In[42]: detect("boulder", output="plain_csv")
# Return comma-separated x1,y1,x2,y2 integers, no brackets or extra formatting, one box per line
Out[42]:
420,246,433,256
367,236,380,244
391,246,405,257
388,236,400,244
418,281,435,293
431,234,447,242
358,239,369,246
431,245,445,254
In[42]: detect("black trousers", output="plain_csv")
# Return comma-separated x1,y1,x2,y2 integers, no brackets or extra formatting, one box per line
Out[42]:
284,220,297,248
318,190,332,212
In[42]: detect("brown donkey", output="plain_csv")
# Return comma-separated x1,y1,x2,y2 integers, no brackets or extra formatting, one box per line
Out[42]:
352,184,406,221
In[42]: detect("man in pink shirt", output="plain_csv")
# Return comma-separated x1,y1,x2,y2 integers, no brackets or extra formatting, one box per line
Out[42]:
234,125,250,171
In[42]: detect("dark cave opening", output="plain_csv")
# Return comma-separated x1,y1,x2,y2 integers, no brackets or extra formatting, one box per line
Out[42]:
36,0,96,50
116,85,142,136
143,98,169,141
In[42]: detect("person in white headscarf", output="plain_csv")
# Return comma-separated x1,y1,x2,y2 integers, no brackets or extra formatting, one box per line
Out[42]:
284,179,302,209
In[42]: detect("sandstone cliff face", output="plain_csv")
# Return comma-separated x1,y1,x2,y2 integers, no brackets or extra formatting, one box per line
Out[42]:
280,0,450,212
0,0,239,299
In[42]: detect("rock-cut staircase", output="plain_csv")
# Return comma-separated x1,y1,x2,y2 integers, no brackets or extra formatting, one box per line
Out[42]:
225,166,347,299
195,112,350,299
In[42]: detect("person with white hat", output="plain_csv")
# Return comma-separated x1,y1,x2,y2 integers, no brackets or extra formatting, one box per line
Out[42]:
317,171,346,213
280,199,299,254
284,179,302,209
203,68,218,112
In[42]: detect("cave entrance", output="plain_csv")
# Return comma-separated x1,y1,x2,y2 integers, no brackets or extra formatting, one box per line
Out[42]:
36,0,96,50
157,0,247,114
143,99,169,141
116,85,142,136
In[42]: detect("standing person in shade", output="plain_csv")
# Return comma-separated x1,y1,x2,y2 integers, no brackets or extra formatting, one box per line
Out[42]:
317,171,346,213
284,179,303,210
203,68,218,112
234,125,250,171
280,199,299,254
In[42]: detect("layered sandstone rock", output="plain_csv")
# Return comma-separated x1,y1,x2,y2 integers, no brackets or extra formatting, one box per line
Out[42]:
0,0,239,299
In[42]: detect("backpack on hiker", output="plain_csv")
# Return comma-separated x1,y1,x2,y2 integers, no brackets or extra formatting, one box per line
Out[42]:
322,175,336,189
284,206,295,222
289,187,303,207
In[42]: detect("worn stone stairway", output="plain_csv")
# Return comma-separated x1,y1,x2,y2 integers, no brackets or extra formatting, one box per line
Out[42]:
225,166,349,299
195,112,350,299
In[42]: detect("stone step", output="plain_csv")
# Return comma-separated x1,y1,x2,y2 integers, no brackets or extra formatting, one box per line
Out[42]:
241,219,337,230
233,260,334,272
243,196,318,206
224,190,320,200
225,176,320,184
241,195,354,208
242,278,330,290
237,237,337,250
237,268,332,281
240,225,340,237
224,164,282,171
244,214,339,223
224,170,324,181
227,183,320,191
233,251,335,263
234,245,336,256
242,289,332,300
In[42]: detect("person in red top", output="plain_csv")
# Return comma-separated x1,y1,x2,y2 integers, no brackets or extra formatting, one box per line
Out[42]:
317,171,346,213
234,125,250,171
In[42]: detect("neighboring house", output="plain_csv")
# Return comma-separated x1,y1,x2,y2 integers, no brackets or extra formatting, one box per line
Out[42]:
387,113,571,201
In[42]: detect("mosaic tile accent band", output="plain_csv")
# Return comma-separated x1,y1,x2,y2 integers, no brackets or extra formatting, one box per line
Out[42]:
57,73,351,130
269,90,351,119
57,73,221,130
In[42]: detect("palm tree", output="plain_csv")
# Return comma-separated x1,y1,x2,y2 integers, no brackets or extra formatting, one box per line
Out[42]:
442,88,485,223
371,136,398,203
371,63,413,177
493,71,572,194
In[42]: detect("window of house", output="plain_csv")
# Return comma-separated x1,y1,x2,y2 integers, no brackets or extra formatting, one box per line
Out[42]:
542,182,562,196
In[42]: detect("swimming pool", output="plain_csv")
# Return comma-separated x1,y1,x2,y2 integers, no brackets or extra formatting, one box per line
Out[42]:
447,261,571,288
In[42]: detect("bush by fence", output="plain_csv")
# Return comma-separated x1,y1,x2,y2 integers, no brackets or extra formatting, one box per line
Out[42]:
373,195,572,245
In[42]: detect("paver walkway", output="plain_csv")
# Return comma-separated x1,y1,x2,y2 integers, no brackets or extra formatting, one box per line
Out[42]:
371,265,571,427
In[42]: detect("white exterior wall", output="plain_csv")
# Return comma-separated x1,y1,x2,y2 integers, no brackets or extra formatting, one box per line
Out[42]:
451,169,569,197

◇ ◇ ◇ ◇ ◇

> [TASK PROMPT]
List every line of the material that contains the string "rock", matching case.

> [REPLY TO THE TASK]
In[42]: detect("rock-cut staircase", output="plain_csv")
In[42]: detect("layered sandstone rock", output="plain_csv")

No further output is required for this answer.